> _Ausgewählte Textstelle_:
I. Inhaberwechsel unter Lebenden, § 25 HGB
§ 25 I 1 HGB behandelt die Haftungsfragen früherer Verbindlichkeiten des Firmeninhabers, während § 25 I 2 HGB einen möglichen Forderungsübergang thematisiert.
Merke
Für Arbeitsverhältnisse geht § 613a BGB als speziellere Norm dem § 25 HGB vor.
1. Haftung für Verbindlichkeiten, § 25 I 1 HGB
§ 25 I 1 HGB zeigt eine enge Verbindung zwischen der Firma und dem der Firma zugrunde liegenden Handelsgeschäft: Wird die Firma durch den Erwerber des Unternehmens fortgeführt, haftet er für die im Betrieb begründeten Verbindlichkeiten fort.
Der Wortlaut des § 25 I 1 HGB offenbart die zu prüfenden Voraussetzungen für einen Übergang der Haftung auf den Erwerber bei Fortführung der Firma.


Beispiel
Holzhändler Settembrini hat sich für den Kauf von Kirschholz beim Bankier Kesselmeyer hoch verschuldet und verkauft schweren Herzens sein Handelsgeschäft.
Hans Castorp erwirbt das Handelsgeschäft des Settembrini unter der Firma „Settembrini Holzhandel e. K.“ und entschließt sich wegen des vertrauenden Kundenstammes, die Firma fortzuführen.

> _Aufgaben_:
[1] Nenne alle Personen, die im Beispiel der Textstelle zum Inhaberwechsel nach § 25 HGB mit Namen vorkommen.
[2] Setze die Textstelle über den Inhaberwechsel nach § 25 HGB nach ihrem letzten Satz fort.
Die Datensätze spielen hierfür keine Rolle.

> _Gegebene Angaben_:
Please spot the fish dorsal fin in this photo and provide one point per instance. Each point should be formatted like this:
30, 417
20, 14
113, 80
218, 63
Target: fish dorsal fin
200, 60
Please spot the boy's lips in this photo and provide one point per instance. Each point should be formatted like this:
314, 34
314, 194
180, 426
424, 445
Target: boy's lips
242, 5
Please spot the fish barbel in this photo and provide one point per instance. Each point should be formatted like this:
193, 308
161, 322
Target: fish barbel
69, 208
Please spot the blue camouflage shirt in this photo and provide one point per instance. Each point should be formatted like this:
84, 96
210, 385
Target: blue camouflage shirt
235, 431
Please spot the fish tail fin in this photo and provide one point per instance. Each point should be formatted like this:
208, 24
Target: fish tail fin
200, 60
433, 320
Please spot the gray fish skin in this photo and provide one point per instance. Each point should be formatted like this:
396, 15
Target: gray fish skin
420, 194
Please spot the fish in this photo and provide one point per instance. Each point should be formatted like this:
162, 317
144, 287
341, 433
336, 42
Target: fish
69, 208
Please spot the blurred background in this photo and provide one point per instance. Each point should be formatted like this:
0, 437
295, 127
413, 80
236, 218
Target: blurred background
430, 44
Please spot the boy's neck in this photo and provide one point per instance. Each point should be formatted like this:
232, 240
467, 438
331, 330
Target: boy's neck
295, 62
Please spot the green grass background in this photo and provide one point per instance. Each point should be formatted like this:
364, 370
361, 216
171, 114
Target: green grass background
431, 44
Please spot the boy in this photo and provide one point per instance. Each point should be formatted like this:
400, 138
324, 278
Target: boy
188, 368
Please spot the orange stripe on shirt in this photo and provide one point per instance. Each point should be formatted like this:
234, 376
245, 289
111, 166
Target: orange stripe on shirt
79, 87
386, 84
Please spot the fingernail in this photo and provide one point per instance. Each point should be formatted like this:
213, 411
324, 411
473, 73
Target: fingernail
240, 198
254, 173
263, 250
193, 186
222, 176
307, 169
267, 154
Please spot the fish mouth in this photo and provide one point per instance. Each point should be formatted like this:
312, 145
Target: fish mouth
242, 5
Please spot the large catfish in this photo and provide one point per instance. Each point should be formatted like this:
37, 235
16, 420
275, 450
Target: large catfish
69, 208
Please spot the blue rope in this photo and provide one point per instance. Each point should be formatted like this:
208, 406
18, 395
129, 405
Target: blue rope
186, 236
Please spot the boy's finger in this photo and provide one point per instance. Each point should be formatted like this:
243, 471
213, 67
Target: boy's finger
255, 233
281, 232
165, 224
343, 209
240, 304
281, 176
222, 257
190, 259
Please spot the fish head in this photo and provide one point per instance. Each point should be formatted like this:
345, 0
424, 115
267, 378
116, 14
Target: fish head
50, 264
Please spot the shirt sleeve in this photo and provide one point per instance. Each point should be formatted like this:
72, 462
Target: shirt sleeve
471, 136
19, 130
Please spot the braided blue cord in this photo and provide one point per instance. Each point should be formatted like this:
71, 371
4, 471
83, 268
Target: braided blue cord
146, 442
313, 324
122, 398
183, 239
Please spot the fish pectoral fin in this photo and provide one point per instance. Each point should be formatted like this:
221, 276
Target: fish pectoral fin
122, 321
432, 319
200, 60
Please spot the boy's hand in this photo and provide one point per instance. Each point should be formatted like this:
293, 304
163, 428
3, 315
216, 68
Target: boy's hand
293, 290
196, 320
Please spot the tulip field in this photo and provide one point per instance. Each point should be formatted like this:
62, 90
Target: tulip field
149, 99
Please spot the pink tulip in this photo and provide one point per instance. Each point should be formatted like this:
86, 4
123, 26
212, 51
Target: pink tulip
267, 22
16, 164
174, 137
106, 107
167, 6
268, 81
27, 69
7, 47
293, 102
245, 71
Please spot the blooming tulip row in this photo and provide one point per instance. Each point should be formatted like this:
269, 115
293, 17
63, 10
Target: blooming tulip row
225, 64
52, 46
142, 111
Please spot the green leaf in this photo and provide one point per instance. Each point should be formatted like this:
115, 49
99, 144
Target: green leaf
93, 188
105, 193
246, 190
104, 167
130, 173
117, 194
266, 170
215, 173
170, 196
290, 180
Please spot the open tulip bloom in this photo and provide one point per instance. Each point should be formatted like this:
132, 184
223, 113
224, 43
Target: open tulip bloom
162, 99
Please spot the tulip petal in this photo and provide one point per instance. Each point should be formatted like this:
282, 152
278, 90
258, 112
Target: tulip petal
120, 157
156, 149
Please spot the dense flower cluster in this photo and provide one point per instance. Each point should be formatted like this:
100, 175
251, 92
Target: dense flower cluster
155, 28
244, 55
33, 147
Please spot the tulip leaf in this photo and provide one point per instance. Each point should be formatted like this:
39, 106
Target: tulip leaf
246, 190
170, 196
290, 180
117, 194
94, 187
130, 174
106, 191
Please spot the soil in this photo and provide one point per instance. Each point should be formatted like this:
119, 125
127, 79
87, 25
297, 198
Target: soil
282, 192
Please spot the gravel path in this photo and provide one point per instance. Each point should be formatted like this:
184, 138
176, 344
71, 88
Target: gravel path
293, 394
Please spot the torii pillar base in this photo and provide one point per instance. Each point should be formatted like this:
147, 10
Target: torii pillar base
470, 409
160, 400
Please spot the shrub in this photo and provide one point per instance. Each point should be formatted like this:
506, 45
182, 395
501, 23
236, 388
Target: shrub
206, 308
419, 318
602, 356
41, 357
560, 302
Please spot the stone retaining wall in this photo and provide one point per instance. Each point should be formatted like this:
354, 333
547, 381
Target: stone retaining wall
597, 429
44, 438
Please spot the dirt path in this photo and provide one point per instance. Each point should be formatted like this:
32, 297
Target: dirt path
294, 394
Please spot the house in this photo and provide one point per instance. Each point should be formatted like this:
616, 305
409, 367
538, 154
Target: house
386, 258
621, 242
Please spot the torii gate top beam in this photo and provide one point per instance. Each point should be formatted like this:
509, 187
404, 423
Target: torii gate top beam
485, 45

> _Ergebnisse je Aufgabe_:
[1]
Settembrini (Holzhändler)
Kesselmeyer (Bankier)
Hans Castorp

[2]
Zwar hat ein Vertrag grundsätzlich nur relative Verpflichtungswirkung, jedoch kann ohne wirksame, eingetragene und bekanntgemachte Vereinbarung gemäß § 25 II HGB der Bankier Kesselmeyer auch gegen Hans Castorp (§ 25 I 1 HGB) vorgehen.
Beachte insoweit, dass die Firma nicht wort- und buchstabengetreu übernommen werden muss, sofern der ursprüngliche Firmenkern beibehalten wird (z. B.: Die Ergänzung eines Zusatzes "Nachfolge" ist unschädlich).
Merke
Das dem Erwerb zugrunde liegende Rechtsgeschäft über das Unternehmen muss nicht wirksam sein. Entscheidend ist der tatsächliche Fortbestand der Firma bzw. des Geschäfts.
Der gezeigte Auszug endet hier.